• Aim of the task: Write out the whole of the material exactly.

• Information given:
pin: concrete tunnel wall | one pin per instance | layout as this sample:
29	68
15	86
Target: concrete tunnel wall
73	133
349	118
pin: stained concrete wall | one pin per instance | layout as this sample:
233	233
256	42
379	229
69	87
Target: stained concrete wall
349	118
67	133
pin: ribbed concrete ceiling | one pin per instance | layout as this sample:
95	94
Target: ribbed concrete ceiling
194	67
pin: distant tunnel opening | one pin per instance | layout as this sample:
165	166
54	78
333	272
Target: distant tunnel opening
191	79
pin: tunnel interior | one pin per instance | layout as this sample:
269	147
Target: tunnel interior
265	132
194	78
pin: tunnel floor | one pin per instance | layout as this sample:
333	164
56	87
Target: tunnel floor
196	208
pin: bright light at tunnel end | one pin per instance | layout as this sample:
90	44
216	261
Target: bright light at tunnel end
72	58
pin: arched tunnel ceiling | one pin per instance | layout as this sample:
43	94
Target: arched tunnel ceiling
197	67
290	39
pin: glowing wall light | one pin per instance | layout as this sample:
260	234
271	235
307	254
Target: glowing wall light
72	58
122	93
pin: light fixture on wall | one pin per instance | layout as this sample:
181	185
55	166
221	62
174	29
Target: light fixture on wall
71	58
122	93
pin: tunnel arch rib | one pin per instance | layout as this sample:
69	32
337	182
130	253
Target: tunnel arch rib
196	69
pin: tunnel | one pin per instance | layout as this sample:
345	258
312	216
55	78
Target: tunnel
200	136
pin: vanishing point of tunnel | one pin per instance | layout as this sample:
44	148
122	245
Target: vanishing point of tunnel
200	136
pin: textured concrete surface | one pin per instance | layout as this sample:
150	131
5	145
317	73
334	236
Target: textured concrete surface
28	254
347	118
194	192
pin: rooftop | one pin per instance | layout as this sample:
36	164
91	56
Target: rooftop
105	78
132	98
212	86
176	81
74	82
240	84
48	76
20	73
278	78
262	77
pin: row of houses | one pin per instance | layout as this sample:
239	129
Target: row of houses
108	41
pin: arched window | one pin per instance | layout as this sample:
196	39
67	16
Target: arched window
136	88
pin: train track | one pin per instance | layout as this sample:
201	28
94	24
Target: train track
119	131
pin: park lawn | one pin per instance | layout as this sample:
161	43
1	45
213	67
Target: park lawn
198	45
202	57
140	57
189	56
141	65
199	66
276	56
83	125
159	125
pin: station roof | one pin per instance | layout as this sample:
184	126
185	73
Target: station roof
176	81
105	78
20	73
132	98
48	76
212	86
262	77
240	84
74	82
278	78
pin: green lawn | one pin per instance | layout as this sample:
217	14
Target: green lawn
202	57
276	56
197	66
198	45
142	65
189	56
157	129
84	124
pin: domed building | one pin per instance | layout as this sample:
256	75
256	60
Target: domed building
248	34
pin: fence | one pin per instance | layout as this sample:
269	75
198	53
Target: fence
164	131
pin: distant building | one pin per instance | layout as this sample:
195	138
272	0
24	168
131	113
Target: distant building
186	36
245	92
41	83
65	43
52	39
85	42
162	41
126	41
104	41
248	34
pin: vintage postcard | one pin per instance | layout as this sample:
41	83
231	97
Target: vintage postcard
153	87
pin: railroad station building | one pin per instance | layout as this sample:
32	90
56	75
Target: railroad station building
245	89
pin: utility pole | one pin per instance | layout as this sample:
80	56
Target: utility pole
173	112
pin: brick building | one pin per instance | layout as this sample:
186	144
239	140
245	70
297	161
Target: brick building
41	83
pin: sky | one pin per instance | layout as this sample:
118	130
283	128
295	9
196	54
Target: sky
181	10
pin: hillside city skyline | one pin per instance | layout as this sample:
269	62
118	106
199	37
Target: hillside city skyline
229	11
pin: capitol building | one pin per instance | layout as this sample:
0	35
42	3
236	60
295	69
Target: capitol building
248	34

• Solution to this exercise:
pin: concrete tunnel wall | one pin per instance | layout as this sample:
29	68
15	86
Target: concrete tunnel wall
73	133
349	118
pin: stained concrete wall | one pin per instance | layout as this sample:
233	233
256	42
379	229
69	87
Target: stained concrete wall
349	118
67	133
pin: ribbed concrete ceiling | one pin per instance | layout as this sample:
95	94
Target: ribbed concrete ceiling
194	67
pin: distant tunnel opening | one pin per instance | layout as this sample:
165	166
54	78
333	272
Target: distant tunnel opening
191	79
pin: tunnel interior | one pin per instance | layout as this sample:
269	147
Target: tunnel interior
265	132
194	78
pin: tunnel floor | one pin per instance | layout as this sample:
333	164
56	87
Target: tunnel floor
196	208
pin: bright light at tunnel end | one pin per instance | layout as this sample:
90	44
216	261
Target: bright light at tunnel end
72	58
pin: arched tunnel ceiling | one pin per instance | layout as this sample:
43	94
Target: arched tunnel ceiling
197	67
290	39
pin: glowing wall light | one pin per instance | layout as this sample:
260	234
271	235
307	254
Target: glowing wall light
72	58
122	93
pin: light fixture on wall | one pin per instance | layout as this sample:
181	185
55	166
221	62
174	29
Target: light fixture on wall
71	58
122	93
pin: tunnel arch rib | one pin per instance | layout as this sample:
69	32
337	182
130	253
Target: tunnel arch rib
196	69
pin: tunnel | one pin per instance | layout as this sample:
345	258
312	216
55	78
Target: tunnel
200	136
pin: vanishing point of tunnel | one pin per instance | layout as this sample:
44	148
122	245
Target: vanishing point of tunnel
200	136
pin: textured concrete surface | one pin per instance | layout as this sample:
150	131
5	145
317	73
334	236
Target: textured concrete surface
28	254
347	118
194	192
pin: rooftop | one pin per instance | layout as this sample:
36	164
91	56
Target: rooftop
105	78
132	98
212	86
176	81
74	82
240	84
48	76
20	73
278	78
262	77
pin: row of houses | one pin per instance | layout as this sample:
239	129
Target: row of houses
108	41
pin: arched window | one pin per instance | layout as this sample:
196	39
67	16
Target: arched window
136	88
pin: train track | one pin per instance | layout as this sample:
201	28
94	24
Target: train track
119	131
pin: park lawn | one pin per instance | layout as this sample:
161	43
1	45
213	67
Target: park lawn
198	45
202	57
140	57
189	56
141	65
199	66
276	56
83	125
159	125
pin: station roof | one pin per instance | layout as this sample:
184	126
185	73
Target: station roof
176	81
105	78
20	73
132	98
48	76
212	86
262	77
240	84
74	82
278	78
pin: green lawn | one pin per instance | layout as this sample:
217	14
Target: green lawn
202	57
276	56
197	66
198	45
142	65
189	56
157	129
84	124
pin: domed building | one pin per instance | layout as this sample:
256	75
256	60
Target: domed building
248	34
pin: fence | one pin per instance | layout as this sample:
269	75
198	53
Target: fence
164	131
pin: distant building | one pin per instance | layout as this sample:
195	138
272	0
24	168
131	113
Target: distant building
186	36
245	92
41	83
65	43
52	39
85	42
162	41
126	41
104	41
248	34
pin: vintage postcard | one pin per instance | layout as this sample:
41	83
231	97
Target: vintage postcard
153	87
pin: railroad station building | one pin per instance | layout as this sample:
32	90
56	75
Target: railroad station building
245	89
pin: utility pole | one pin per instance | layout as this sample:
80	56
Target: utility pole
173	112
pin: brick building | one pin per instance | layout as this sample:
186	144
239	140
245	70
297	161
Target: brick building
41	83
pin: sky | one pin per instance | layout as this sample:
118	130
283	128
295	9
196	54
Target: sky
181	10
pin: hillside city skyline | one pin per instance | layout as this sample:
269	62
118	106
199	37
Target: hillside city skyline
229	11
pin: capitol building | one pin per instance | layout as this sample:
0	35
42	3
236	60
295	69
Target: capitol building
248	34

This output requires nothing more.